The listing below should be copied in full, word for word.

## Dataset rows on where objects appear
:::::
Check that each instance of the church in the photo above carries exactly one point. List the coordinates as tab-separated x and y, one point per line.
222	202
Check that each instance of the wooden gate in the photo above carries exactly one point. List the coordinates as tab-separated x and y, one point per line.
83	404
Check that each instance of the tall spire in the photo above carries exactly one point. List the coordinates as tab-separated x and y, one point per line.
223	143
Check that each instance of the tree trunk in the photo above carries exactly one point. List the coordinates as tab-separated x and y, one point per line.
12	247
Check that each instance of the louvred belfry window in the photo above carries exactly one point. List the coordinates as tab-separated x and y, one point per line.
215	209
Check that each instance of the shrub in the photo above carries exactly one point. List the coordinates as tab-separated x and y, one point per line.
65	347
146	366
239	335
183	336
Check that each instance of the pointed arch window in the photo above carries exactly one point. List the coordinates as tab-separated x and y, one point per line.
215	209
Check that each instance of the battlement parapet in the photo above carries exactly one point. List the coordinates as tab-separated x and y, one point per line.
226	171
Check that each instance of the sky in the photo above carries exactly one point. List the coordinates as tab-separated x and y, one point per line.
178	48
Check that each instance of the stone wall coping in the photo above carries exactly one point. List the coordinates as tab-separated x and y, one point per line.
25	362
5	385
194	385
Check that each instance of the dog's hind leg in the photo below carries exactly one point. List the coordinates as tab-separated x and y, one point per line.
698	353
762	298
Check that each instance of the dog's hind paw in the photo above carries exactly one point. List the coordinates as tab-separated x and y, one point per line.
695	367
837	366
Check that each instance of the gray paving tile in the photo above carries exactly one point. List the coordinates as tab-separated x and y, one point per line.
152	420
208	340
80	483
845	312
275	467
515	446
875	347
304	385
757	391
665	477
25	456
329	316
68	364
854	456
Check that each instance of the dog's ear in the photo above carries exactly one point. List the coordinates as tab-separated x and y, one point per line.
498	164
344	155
:::::
## Right answer
Check that each instance of the church in the photo above carries exactly one point. List the coordinates as tab-separated x and y, one point per line.
222	202
Check that each instance of the wooden gate in the photo above carries exactly one point. List the coordinates as tab-separated x and y, one point per line.
83	404
Check that each instance of the tall spire in the photo above carries exactly one point. List the coordinates as tab-separated x and y, one point per line.
223	143
Check that each instance of the tree trunk in the photo above carries exactly one point. List the coordinates as tab-separated x and y, one point per line.
12	247
Check that each instance of the louvred belfry window in the photo above carries exactly one point. List the coordinates as tab-separated x and y, one point per line.
215	209
Check that each instance of the shrub in the photo above carries exactly one point. List the coordinates as tab-separated x and y, one point per line.
65	347
146	366
239	335
183	336
Check that each instance of the pointed arch window in the photo above carries exactly one point. List the coordinates as tab-separated x and y, one point per line.
215	209
Check that each instance of the battlement parapet in the photo above carries exactly one point. List the coordinates as tab-separated x and y, one point per line.
226	171
Check that each instance of the sky in the photo above carries exactly one point. List the coordinates as tab-separated x and y, one point per line.
178	48
Check that each instance of the stone wall coping in the photo above carries exactly one point. List the coordinates as tab-separated x and y, one point per line.
25	362
5	385
194	385
Check that each instance of the dog's hind leg in the photo below carries exactly one point. List the coordinates as tab-separated x and y, one point per line.
698	353
762	298
Check that each instance of the dog's hind paw in the photo above carries exactly one point. List the coordinates as tab-separated x and y, one point per line.
695	367
837	366
Check that each instance of the gray paving tile in the photo above carries exactly one point. List the coordinates as tab-separated x and y, one point per line.
152	420
208	340
80	483
845	312
275	467
515	446
875	347
304	385
757	391
665	477
25	456
329	316
68	364
854	456
Check that each instance of the dog's ear in the photo above carries exactly one point. List the coordinates as tab-separated x and y, one point per line.
498	164
344	155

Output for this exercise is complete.